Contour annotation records

++++++++++

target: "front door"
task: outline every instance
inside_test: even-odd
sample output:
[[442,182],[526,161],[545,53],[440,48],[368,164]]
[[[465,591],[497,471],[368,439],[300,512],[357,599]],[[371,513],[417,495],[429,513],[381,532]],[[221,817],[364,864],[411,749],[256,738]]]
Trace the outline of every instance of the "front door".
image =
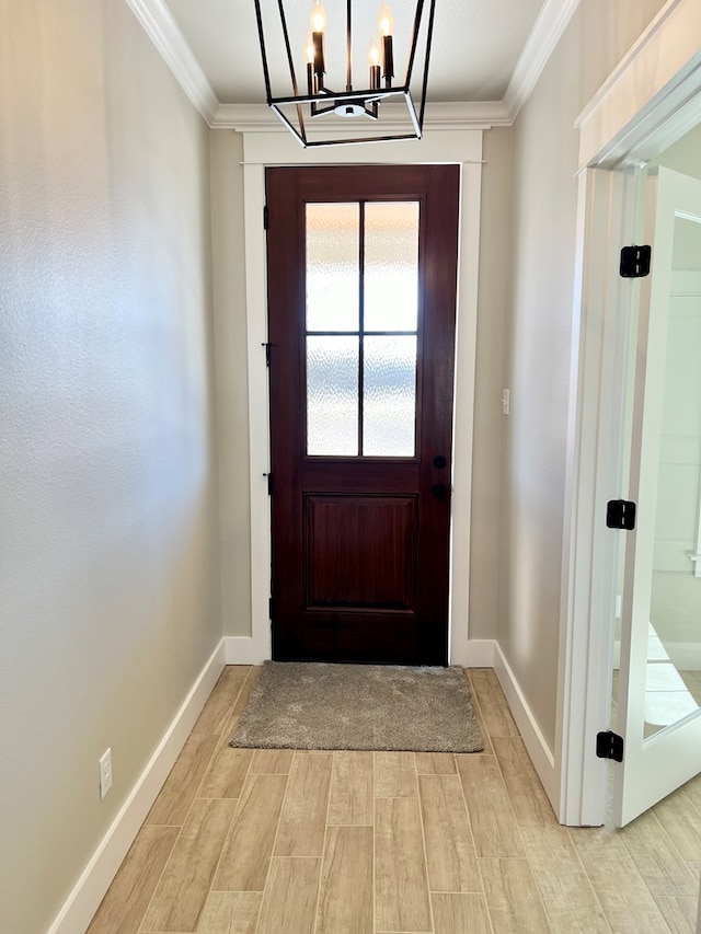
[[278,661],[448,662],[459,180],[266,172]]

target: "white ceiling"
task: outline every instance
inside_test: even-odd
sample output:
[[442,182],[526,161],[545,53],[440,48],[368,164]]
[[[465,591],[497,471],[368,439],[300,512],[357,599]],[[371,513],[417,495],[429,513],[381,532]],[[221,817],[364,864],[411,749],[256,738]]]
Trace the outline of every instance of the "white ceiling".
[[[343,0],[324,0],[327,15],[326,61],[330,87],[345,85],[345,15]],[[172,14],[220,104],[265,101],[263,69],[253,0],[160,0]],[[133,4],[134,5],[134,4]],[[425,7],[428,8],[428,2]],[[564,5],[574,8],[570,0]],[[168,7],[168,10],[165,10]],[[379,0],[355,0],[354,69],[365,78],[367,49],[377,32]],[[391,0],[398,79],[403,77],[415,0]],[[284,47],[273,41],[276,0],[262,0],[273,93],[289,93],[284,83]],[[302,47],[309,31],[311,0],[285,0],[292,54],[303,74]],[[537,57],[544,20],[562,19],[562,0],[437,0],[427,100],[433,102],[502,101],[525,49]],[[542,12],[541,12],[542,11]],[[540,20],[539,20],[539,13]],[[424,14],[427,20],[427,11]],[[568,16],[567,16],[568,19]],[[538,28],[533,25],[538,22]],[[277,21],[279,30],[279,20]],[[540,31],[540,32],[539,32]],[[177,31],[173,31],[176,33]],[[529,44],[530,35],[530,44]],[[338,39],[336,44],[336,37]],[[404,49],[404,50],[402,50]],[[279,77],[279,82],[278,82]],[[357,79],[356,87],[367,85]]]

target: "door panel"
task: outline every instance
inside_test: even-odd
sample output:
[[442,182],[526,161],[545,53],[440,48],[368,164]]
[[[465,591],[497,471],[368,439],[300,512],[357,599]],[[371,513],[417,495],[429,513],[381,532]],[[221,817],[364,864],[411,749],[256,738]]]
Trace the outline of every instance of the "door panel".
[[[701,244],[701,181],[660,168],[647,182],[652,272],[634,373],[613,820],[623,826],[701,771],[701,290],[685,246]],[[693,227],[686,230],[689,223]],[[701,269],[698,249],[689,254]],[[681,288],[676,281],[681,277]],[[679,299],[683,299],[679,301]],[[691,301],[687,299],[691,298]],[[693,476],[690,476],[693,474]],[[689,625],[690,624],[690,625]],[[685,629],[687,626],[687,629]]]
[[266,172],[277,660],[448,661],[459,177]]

++++++++++

▶ [Directions] Edit all of the records above, replacing "even-odd" with "nonzero" and keeping everything else unchanged. Leave the pictures out of your output.

▶ [Response to this task]
target: "front door"
task: outline every instance
inside_test: nonzero
sample output:
[[442,182],[526,161],[545,53],[440,48],[368,164]]
[[[465,591],[497,471],[368,439],[300,512],[357,599]],[[371,513],[417,495],[429,513],[381,532]],[[221,817],[364,864],[411,749],[256,738]]]
Trace the outline of every instance of the "front door".
image =
[[278,661],[448,662],[459,180],[266,172]]

target: "white ceiling"
task: outline every instance
inside_test: nonzero
sample output:
[[442,182],[526,161],[545,53],[440,48],[368,164]]
[[[465,591],[497,471],[368,439],[300,512],[357,599]],[[371,513],[417,495],[429,513],[381,532]],[[221,817],[364,864],[411,749],[256,738]]]
Trace the outline of every instance of the "white ceiling".
[[[343,0],[324,0],[327,15],[326,61],[330,87],[345,85],[345,15]],[[172,14],[220,104],[265,101],[263,69],[253,0],[160,0]],[[133,4],[134,5],[134,4]],[[425,7],[428,8],[428,2]],[[564,5],[574,8],[570,0]],[[168,7],[168,10],[165,10]],[[379,0],[355,0],[354,69],[365,78],[367,49],[377,32]],[[391,0],[398,79],[403,77],[415,0]],[[284,47],[273,41],[276,0],[262,0],[273,93],[289,93],[284,83]],[[302,47],[309,31],[311,0],[285,0],[292,54],[303,74]],[[537,57],[544,20],[562,19],[562,0],[437,0],[427,100],[433,102],[502,101],[525,49]],[[542,12],[541,12],[542,11]],[[540,20],[539,20],[539,13]],[[424,14],[427,20],[427,11]],[[568,16],[567,16],[568,19]],[[538,28],[533,25],[538,22]],[[277,21],[279,30],[279,20]],[[540,31],[540,32],[539,32]],[[177,31],[173,31],[176,33]],[[529,44],[530,35],[530,44]],[[338,39],[336,44],[336,37]],[[404,49],[404,50],[402,50]],[[279,77],[279,82],[278,82]],[[357,79],[356,87],[367,85]]]

target: "door panel"
task: outline every instance
inside_test: nonzero
sample output:
[[442,182],[526,161],[545,53],[440,48],[368,164]]
[[[465,591],[497,471],[368,439],[300,512],[357,599]],[[371,513],[417,495],[429,513],[381,532]],[[221,817],[364,864],[411,749],[256,738]]]
Trace the outline of every instance of the "door panel".
[[[701,244],[701,181],[660,168],[647,182],[652,272],[634,373],[613,820],[623,826],[701,771],[701,290],[685,246]],[[693,227],[686,230],[689,223]],[[701,269],[698,249],[689,254]],[[681,288],[676,281],[681,277]],[[679,299],[683,299],[679,301]],[[691,301],[687,299],[691,298]],[[693,476],[690,476],[693,474]],[[689,625],[690,624],[690,625]],[[685,629],[687,626],[687,629]]]
[[266,172],[277,660],[448,661],[459,177]]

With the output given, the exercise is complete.